Direction A:
Render the records below as a two-column CSV with the header request and answer, one row per record, and put each field in double quotes with any line breaks replaced by spaces.

A dirty, trifling, piece of business
A dirty, trifling, piece of business, Volume I: The Revolutionary War as Waged from Canada in 1781
By Gavin K. Watt
With research assistance of James F. Morrison and William A. Smy .
By 1781, the sixth year of the American rebellion, British strategic focus had shifted from the northern states to concentrate in the south. Canada's governor, Frederick Haldimand, was responsible for the defence of the Crown's largest colony against the threat of Franco-American invasion, while assisting overall British strategy. He cleverly employed his sparse resources to vigorously raid the rebels' frontiers and create anxiety, disruption, and deprivation, as his Secret Service undermined their morale with invasion rumours and threatened their Union by negotiating with the independent republic of Vermont to return to the British fold.
Haldimand flooded New York's Mohawk and Schoharie valleys with Indian and Loyalist raiders and, once the danger of invasion passed, he dispatched two coordinated expeditions south. One was launched onto Lake Champlain to alarm Albany and further the secret talks with Vermont. The second struck deep into enemy territory, fought a battle at Johnstown, and retreated precipitately. The rebels effectively countered both expeditions.
504 pages. Softcover (perfectbound) 6 X 9. Illustrated, maps, appendices, bibliography, endnotes, index.
Published by Dundurn, Toronto 2009
Promotion for a Governor Simcoe Branch Meeting, UELAC Toronto (2009)
The raids came in a constant flood. That year there were over thirty-five raids into the Mohawk, Schoharie and upper Hudson Valleys before the two big expeditions of October.
If you were a farm family somewhere near Canajoharie in the Mohawk, or Middleburg in the Schoharie, or Saratoga in the upper Hudson, you had to be on your guard constantly. You lived in an undercurrent of fear, tension and suspicion. Every stranger on the road; every flitting shadow in the woods; every random shot in the next valley; every column of smoke rising from over the hill — virtually every unexpected event was a potential threat to your life.
Some raids were small and opportunistic. A small war band of Indians out for plunder and captives fell on an outlying farm, or ambushed a detachment of rebels.
Other raids targeted ardent rebels for abduction, as carrying them off to Canada would damage rebel morale and disrupt their political and military systems. These personages could be exchanged for a senior Briton or loyalist being held captive. The 1781 campaign saw several of these attempts, some comical, some tragic. For instance, one ended with the senior agent running off with a young girl instead of his target. Still others were larger native raids. One of the greatest disasters to rebel arms that year was the catastrophic, perfectly-executed ambush of a company of rangers by Onondagas and Cayugas.

Records shown:

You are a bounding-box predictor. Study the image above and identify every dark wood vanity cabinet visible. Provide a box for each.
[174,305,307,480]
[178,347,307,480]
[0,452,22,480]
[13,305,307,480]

Direction B:
Carry on the account of the 1781 raids from Canada above, picking up right after its final sentence.

Exercise result A:
request,answer
"You are a bounding-box predictor. Study the image above and identify every dark wood vanity cabinet visible. Provide a box for each.","[174,305,307,480] [178,347,307,480] [0,452,22,480] [13,305,307,480]"

Exercise result B:
Then, there were the British Secret Service's frustrating negotiations with the independent republic of Vermont. The talks kept Vermont out of the war and gave the British free-reign of Lakes Champlain and George. Secret Service operatives were drawn from the King's Rangers, Royal Yorkers and Peters', Jessup's and McAlpin's Corps.
The two climactic expeditions came in October. Major John Ross led forces deep into the Mohawk Valley, almost to Schenectady, without a single rebel scout discovering their presence. Almost simultaneously Lieutenant-Colonel Barry St. Leger led forces south on Lake Champlain to Ticonderoga. This large expedition did very little fighting; its major role was a feint to draw off rebel forces, which it most successfully accomplished, and to bring the Vermont negotiations to a climax - for which purpose it failed.
REVIEWS AND COMMENTS
By Roy P on February 11, 2014
Great book, I didnt know i had missed so much of the finer points of these events! Glad it came to e books :)
Alan Fitzpatrick, Benwood, WVA. Amazon.com (2009)
As a history buff, and student of the American Revolution, I've found Gavin Watt's "A Dirty, Trifling, Piece of Business" to be a truly brilliant, remarkable piece of work. Watt has accomplished the seemingly unthinkable and impossible task that no author in 228 years has been able to do--masterfully bring together all the characters, elements, military units and events of the year of the war 1781 fought between British Canada and the northern colonies--from Quebec to Niagara, and Fort Stanwix to Albany and New York--from the sweeping strategy and its execution on both sides of the conflict to the daily minutiae of hundreds upon hundreds of individuals caught up in the exigencies of war--all under one title and in one book. Gavin Watt's intimate and complete grasp of the American Revolution in the north, in 1781, is unrivaled; and makes his book a thoroughly compelling read.
Peter W. Johnson UE, The Loyalist Gazette (2009)
How much can you cram into just over 500 pages? Quite a bit apparently! A book from our UELAC Honorary Vice-President is always a treat and Gavin's latest represents to advantage a modest change or two in approach. It is so full of information that it's rather like having several books in one.
I had heard that this book was long and demanded concentration from the reader. It was not a book to be rushed through casually. In fact, I found it arranged in such a manner that it was very accessible and while it was too long to read all at once, I was reluctant to put it down for breaks. The secret of its organization is the fairly strict adherence to a chronological approach. It is almost like a journal with the important events of 1781 followed up day by day. It works.
If there is a dark side to the story, it is nothing to do with the writing but from the demand that the story be told as accurately as possible. It builds towards the lamentable news from faraway Yorktown which understandably caused jubilation among the Rebel population and the tragic death of Walter Butler at West Canada Creek which I find leaves a bitter taste.
It is noted on the cover that Gavin was assisted by William A. Smy UE and James E. Morrison. Mr. Smy is well known in particular for his research on Butler's Rangers, and James Morrison is, if I may put it so, the Tryon County Militia's version of Gavin, so there was some very sound research assistance here.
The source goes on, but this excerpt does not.